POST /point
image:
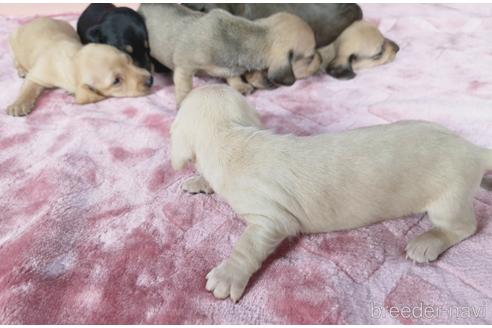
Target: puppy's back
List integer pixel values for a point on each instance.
(31, 41)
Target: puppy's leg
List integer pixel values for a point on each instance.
(197, 184)
(258, 79)
(26, 100)
(237, 83)
(328, 54)
(256, 243)
(183, 83)
(21, 71)
(452, 224)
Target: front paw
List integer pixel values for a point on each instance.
(224, 281)
(245, 88)
(20, 109)
(196, 185)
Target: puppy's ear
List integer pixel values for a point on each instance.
(94, 34)
(85, 94)
(181, 150)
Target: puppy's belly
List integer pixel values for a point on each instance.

§ **WHAT YOU WILL DO**: Would you return all of the entries unchanged while omitting the images?

§ **EXERCISE RESULT**:
POST /point
image:
Target: puppy's back
List integer pixel values for a point on each instance.
(31, 41)
Target: puppy's leg
List integer pixel values for a point on each instance.
(197, 184)
(258, 79)
(26, 100)
(237, 83)
(328, 54)
(256, 243)
(183, 83)
(21, 71)
(452, 224)
Target: front paw
List integer pixel values for a point on each instance.
(224, 281)
(245, 88)
(20, 109)
(196, 185)
Target: puppy's ear
List integer pixel values for a point on each instance.
(94, 34)
(85, 94)
(181, 150)
Target: puppy's belly
List integer pixel values for a point on each instance.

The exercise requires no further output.